BOLOGNA – I posti letto tagliati di 1.500 unità, il personale dipendente calato di quasi mille teste, la spesa sanitaria che si attesta sugli 8 miliardi e 600 milioni, la spesa farmaceutica in grande calo, i tassi di ospedalizzazione che continuano a scendere. Ecco quattro anni di sanità in Emilia-Romagna, tra tagli e spending review, riorganizzazioni e razionalizzazioni della spesa, blocchi parziali del turnover e investimenti in strutture e strumentazione. Sono gli anni della sanità regionale guidati dall’assessore uscente Carlo Lusenti nel dossier sul servizio sanitario regionale, pubblicato la vigilia di Natale, ovvero il giorno dopo che il neo-governatore Stefano Bonaccini ha presentato la sua squadra, dove compare appunto un nuovo assessore alle Politiche per la salute, Sergio Venturi, fino a ieri direttore generale del policlinico Sant’Orsola. «Nonostante il contesto difficile da tutti i punti di vista il servizio sanitario dell’Emilia-Romagna ha tenuto ferma la sua rotta — scrive Lusenti nella sua introduzione al rapporto —,perseguendo con determinazione, sostenibilità e qualità i propri obiettivi di salute».

Ma vediamo qualche numero. Dal 2010 al 2013 i posti letto negli ospedali pubblici sono calati di 1.499. Erano 15.941 nel 2010 (19.606 con i letti privati accreditati), sono 14.442 (19.016) al 31 dicembre 2013, ultimo dato disponibile. Il balzo più grosso è avvenuto negli ospedali delle aziende sanitarie che hanno perso 1.062 letti in quattro anni, mentre tra policlinici e Istituto Rizzoli il calo è stato di 437 letti. Il personale dipendente complessivo è calato di 960 unità in tre anni, da 62.527 a 61.567. Una cura dimagrante frutto della riorganizzazione dell’assistenza e della necessità di rispondere diversamente ai bisogni di assistenza in ospedale. La fotografia dei tagli negli ospedali bolognesi è presto fatta: i nove ospedali dell’Ausl (compresi Maggiore e Bellaria) hanno perso 386 letti in tre anni e 330 unità di personale dipendente, il Sant’Orsola ha fatto a meno di 119 letti e 326 dipendenti, mentre il Rizzoli è calato di 9 letti e di 45 dipendenti.

━━━━

» Elenco attività:
1. Rispondi in base al testo sulla sanità in Emilia-Romagna:
(a) Chi è il nuovo assessore alle Politiche per la salute presente nella squadra di Stefano Bonaccini?
(b) Quanti erano i posti letto negli ospedali pubblici al 31 dicembre 2013?
(c) Di quante unità di personale dipendente ha fatto a meno il Sant'Orsola?
2. Traduci in inglese questa frase del testo sulla sanità in Emilia-Romagna: «Dal 2010 al 2013 i posti letto negli ospedali pubblici sono calati di 1.499.»
3. Prosegui il testo sulla sanità in Emilia-Romagna a partire dalla sua ultima frase.

» Dati mostrati:

━━━━

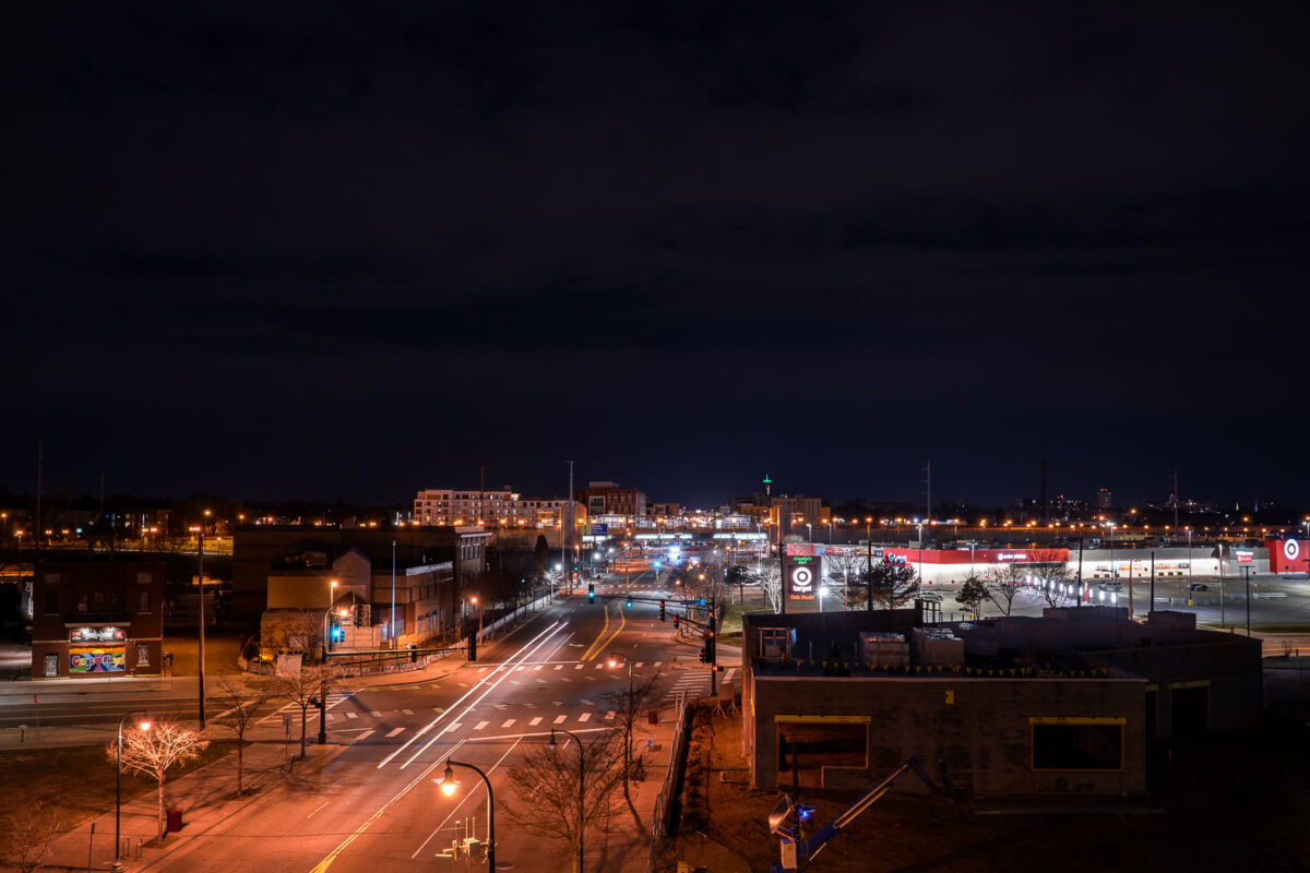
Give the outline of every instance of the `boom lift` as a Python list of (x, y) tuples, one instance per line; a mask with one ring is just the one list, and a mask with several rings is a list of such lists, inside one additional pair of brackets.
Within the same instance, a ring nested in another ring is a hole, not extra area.
[(861, 813), (878, 802), (883, 794), (889, 792), (897, 779), (912, 770), (918, 774), (920, 779), (924, 780), (924, 784), (927, 785), (927, 791), (934, 794), (941, 793), (937, 789), (937, 785), (933, 784), (927, 771), (925, 771), (918, 763), (918, 759), (907, 758), (900, 763), (900, 767), (888, 774), (880, 783), (870, 788), (863, 797), (842, 810), (837, 818), (832, 819), (803, 840), (800, 839), (800, 823), (808, 817), (808, 813), (814, 811), (814, 808), (793, 804), (791, 798), (783, 794), (778, 806), (774, 808), (773, 813), (769, 815), (769, 830), (782, 838), (782, 860), (779, 864), (770, 865), (769, 873), (787, 873), (789, 870), (802, 869), (806, 864), (812, 861), (820, 851), (823, 851), (823, 847), (828, 844), (828, 840), (849, 827)]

━━━━

» Soluzioni delle attività:
1.
(a) Sergio Venturi.
(b) 14.442.
(c) 326.

2. From 2010 to 2013, the number of beds in public hospitals fell by 1,499.

3.
La spesa sanitaria per l’assistenza in ospedale in questi anni è in realtà leggermente cresciuta come percentuale in un quadro di sostanziale tenuta della spesa complessiva che si è attestata sugli 8,6 miliardi di euro. Tra il 2012 e il 2013 però è calata di 61 milioni, un anno particolare in quanto per la prima volta si è verificata una diminuzione del Fondo sanitario nazionale che ha di conseguenza generato una contrazione della spesa. Il pareggio di bilancio è stato raggiunto grazie al controllo della spesa sanitaria che non ha inciso su livelli e qualità delle prestazioni sanitarie. In questi anni la Regione ha ridotto dell’11% la spesa per farmaci (quasi del 16% quella dei medicinali non ospedalieri), ha investito nella realizzazione delle Case per la salute, passate dalle 42 del 2011 alle 61 del 2013, ha innalzato il numero di persone che partecipano agli screening (decisivi per la prevenzione) ed è ai primi posti in Italia per donazioni e trapianti d’organo. «Non è un caso che la sanità dell’Emilia-Romagna negli ultimi quattro anni abbia ottenuto performance mai raggiunte dalle altre regioni», sottolinea Lusenti, citando la classifica del ministero della Salute sull’adempimento nell’erogazione dei Livelli essenziali di assistenza.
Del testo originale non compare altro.